DOCUMENT

Pat Mitchell : C'est bon
de te voir, mon amie.
Jane Fonda : Bonjour Pat.
C'est bon d'être avec toi.
PM : Jane, pour ceux
qui n'ont peut-être pas vu
l'extraordinaire couverture médiatique
à travers le monde
des Fire Drill Fridays
et l'impact qu'ils ont déjà eu,
parle-nous de l'origine de cette idée,
cette réponse particulière
à la crise climatique.
JF : J'ai été très inspirée
par Greta Thunberg, l'étudiante suédoise,
et par les jeunes élèves
grévistes pour le climat.
Greta dit que nous devons
sortir de notre zone de confort.
Nous devons nous comporter
comme si notre maison brûlait,
car c'est le cas.
Elle a touché la corde sensible pour moi.
Puis, le fait d'apprendre qu'environ 100%
des climatologues sont d'accord.
Ils s'accordent sur le fait
qu'une urgence drastique nous attend,
qu'elle est causée par les humains.
Mais ils disent
que nous pouvons faire quelque chose.
Nous avons le temps, la technologie,
les outils.

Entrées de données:
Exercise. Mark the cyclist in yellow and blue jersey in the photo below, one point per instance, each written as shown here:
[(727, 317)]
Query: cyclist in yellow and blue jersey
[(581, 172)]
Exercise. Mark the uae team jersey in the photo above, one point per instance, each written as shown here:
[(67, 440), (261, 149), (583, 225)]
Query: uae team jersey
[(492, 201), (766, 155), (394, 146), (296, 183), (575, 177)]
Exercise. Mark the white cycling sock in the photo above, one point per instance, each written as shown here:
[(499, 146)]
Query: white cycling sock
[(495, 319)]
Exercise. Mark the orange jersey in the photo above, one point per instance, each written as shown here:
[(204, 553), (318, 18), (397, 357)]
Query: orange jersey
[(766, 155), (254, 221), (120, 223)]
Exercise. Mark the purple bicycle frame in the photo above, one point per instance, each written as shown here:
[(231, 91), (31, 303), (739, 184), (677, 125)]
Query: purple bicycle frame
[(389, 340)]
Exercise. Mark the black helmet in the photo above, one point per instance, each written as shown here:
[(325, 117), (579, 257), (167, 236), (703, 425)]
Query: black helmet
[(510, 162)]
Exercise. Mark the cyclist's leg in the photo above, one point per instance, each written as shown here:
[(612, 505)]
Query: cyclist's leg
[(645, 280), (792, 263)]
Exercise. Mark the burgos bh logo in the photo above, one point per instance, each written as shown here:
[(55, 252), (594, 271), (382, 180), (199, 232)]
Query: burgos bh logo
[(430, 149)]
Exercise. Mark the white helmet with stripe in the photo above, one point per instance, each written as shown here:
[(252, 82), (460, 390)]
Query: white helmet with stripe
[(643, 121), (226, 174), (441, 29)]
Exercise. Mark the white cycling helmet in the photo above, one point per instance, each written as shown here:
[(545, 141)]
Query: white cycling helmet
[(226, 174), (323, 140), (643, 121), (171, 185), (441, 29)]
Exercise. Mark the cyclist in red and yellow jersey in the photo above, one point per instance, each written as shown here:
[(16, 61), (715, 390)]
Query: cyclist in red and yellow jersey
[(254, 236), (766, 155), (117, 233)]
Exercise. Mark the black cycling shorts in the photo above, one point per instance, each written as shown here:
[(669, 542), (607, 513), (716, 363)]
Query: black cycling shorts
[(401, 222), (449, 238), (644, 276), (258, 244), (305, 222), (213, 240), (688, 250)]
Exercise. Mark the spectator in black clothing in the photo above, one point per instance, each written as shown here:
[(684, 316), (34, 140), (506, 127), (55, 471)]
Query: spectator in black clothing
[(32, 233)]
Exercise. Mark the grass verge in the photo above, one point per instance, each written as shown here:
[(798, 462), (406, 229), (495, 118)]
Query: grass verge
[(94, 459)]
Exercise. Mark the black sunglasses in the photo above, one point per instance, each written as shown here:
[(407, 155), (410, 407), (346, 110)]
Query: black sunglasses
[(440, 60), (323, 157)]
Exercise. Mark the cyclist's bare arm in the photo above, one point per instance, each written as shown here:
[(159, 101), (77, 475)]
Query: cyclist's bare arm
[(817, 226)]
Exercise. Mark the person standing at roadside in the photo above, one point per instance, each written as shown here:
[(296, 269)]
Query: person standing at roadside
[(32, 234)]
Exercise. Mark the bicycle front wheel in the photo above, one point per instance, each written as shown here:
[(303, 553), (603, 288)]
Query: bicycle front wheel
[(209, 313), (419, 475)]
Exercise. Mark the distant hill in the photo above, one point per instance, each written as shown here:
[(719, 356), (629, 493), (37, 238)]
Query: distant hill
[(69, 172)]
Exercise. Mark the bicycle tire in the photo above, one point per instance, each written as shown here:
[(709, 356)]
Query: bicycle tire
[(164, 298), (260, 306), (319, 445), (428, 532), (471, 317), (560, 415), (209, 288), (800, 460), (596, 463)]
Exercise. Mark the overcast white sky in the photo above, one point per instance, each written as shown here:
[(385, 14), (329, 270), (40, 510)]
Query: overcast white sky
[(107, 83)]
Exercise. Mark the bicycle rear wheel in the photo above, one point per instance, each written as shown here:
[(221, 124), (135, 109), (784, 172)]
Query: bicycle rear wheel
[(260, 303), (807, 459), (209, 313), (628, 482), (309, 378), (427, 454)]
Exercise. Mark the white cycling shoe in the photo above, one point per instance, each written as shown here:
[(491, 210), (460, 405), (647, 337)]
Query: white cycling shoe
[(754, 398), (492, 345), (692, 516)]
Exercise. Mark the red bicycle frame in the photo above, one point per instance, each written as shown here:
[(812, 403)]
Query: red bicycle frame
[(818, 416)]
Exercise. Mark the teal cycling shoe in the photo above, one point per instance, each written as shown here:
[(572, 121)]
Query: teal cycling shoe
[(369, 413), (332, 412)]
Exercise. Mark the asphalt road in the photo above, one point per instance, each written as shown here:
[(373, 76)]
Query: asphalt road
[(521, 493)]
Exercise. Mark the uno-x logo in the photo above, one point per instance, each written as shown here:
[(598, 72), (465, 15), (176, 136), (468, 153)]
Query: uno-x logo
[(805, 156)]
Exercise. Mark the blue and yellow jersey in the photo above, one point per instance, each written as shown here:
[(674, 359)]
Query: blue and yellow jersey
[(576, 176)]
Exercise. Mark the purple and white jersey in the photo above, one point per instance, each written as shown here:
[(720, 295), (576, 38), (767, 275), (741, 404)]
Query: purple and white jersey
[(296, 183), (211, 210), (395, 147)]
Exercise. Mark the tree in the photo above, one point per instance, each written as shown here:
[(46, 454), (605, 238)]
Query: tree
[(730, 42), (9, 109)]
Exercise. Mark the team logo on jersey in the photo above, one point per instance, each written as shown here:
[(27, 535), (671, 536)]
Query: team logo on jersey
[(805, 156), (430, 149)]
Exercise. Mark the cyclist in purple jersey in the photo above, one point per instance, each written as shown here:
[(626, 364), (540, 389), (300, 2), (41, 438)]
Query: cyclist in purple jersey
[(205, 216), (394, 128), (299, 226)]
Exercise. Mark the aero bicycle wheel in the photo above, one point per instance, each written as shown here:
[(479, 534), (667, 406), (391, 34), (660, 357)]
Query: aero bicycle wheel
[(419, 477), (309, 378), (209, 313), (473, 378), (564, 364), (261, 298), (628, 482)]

TÂCHE À ACCOMPLIR
Dans le document, par qui Jane Fonda dit-elle avoir été très inspirée ?

RÉSULTAT
Par Greta Thunberg, l'étudiante suédoise, et par les jeunes élèves grévistes pour le climat.